What is required :: Leaving out all pictures, reproduce the entries below exactly, from the first line through the line that contains "positive clicks: (304, 194)".

Data under study ::
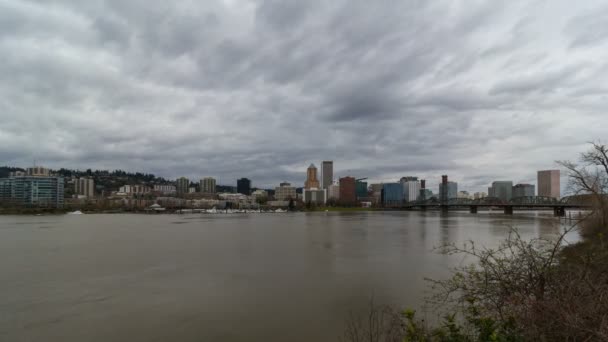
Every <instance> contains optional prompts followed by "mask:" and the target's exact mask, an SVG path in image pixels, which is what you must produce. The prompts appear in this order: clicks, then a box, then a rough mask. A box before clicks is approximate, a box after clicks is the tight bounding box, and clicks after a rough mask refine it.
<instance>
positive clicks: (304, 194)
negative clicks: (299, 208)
mask: <svg viewBox="0 0 608 342" xmlns="http://www.w3.org/2000/svg"><path fill="white" fill-rule="evenodd" d="M302 201H303V202H304V203H314V204H317V205H323V204H325V202H327V193H326V192H325V189H317V188H311V189H304V190H303V192H302Z"/></svg>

Expected answer ::
Every <instance> contains optional prompts followed by "mask:" and the target's exact mask, an SVG path in image pixels, which is what you must produce. The prompts appear in this order: clicks, then a box, then a rough mask. A box before clicks is approximate, a box after clicks is the tight bounding box, and clicks after a rough mask refine it.
<instance>
positive clicks: (304, 194)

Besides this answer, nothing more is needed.